┌─ DATA UNDER STUDY

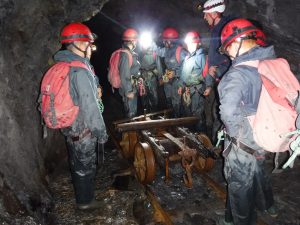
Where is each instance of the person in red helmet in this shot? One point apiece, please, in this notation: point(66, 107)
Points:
point(218, 64)
point(239, 90)
point(261, 38)
point(196, 85)
point(129, 72)
point(88, 128)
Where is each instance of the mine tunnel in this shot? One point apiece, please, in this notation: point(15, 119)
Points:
point(35, 182)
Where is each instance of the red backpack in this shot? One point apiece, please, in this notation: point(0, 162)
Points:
point(57, 107)
point(114, 73)
point(276, 113)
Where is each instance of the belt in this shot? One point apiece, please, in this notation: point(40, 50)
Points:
point(241, 145)
point(82, 135)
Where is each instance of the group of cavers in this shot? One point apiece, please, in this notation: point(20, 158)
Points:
point(185, 84)
point(250, 76)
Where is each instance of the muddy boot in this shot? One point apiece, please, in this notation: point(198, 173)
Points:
point(222, 221)
point(272, 211)
point(92, 205)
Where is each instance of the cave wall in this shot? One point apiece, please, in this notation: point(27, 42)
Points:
point(29, 37)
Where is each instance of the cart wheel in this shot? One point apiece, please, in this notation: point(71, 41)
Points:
point(204, 164)
point(144, 163)
point(129, 139)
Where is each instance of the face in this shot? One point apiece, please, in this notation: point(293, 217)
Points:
point(210, 17)
point(232, 49)
point(192, 47)
point(167, 43)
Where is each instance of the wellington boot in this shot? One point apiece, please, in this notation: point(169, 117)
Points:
point(92, 205)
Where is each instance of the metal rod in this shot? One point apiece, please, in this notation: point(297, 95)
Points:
point(165, 112)
point(145, 125)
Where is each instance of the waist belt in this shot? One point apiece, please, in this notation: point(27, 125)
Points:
point(82, 135)
point(241, 145)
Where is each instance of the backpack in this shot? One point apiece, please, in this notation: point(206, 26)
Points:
point(205, 68)
point(57, 107)
point(114, 73)
point(276, 113)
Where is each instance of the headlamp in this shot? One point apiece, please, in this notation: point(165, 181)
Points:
point(146, 40)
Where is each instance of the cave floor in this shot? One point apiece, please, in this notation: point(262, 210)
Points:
point(125, 201)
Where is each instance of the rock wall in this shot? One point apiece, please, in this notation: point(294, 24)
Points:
point(29, 37)
point(280, 20)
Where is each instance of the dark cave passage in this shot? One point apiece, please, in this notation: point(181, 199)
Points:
point(35, 183)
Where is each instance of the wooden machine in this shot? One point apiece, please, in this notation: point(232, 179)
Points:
point(152, 140)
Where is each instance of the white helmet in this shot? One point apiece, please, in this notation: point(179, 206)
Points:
point(214, 6)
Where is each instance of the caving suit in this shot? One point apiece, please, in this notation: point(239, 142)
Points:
point(222, 62)
point(151, 72)
point(194, 84)
point(248, 184)
point(129, 80)
point(86, 130)
point(171, 85)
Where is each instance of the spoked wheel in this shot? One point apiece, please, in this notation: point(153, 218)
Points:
point(204, 164)
point(129, 139)
point(144, 163)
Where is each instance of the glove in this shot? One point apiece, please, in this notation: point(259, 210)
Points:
point(103, 139)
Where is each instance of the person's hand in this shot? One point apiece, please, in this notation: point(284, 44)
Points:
point(161, 82)
point(212, 71)
point(207, 91)
point(130, 95)
point(103, 139)
point(99, 90)
point(187, 90)
point(170, 74)
point(179, 91)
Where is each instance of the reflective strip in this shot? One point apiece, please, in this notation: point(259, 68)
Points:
point(76, 36)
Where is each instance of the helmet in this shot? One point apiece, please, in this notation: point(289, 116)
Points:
point(76, 32)
point(170, 34)
point(192, 37)
point(261, 38)
point(130, 35)
point(214, 6)
point(235, 29)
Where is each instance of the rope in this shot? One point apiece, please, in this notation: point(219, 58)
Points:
point(141, 86)
point(187, 98)
point(100, 105)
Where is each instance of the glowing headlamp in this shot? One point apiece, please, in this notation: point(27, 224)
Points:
point(188, 40)
point(146, 40)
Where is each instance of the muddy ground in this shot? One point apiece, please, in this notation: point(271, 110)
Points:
point(125, 202)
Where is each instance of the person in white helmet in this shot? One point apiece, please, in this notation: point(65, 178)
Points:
point(213, 15)
point(218, 64)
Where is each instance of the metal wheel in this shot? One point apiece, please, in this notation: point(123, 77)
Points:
point(144, 163)
point(129, 139)
point(204, 164)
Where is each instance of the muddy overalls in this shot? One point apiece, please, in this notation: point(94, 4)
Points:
point(193, 101)
point(171, 83)
point(129, 76)
point(151, 72)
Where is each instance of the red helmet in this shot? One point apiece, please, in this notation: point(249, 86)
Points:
point(76, 32)
point(192, 37)
point(130, 35)
point(261, 38)
point(170, 34)
point(235, 29)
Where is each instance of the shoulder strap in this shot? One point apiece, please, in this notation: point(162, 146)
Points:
point(154, 55)
point(130, 59)
point(253, 63)
point(178, 51)
point(205, 69)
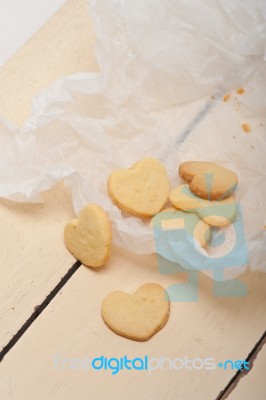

└─

### YOUR INSTRUCTIONS
Only lines with the word "backpack" are needed. Copy them from the preceding records.

### PROBLEM SOLUTION
Where is each instance of the red backpack in this shot? One point apiece, please, in this notation: point(0, 162)
Where is each instance of the backpack in this shot? One point apiece, please, in this notation: point(206, 26)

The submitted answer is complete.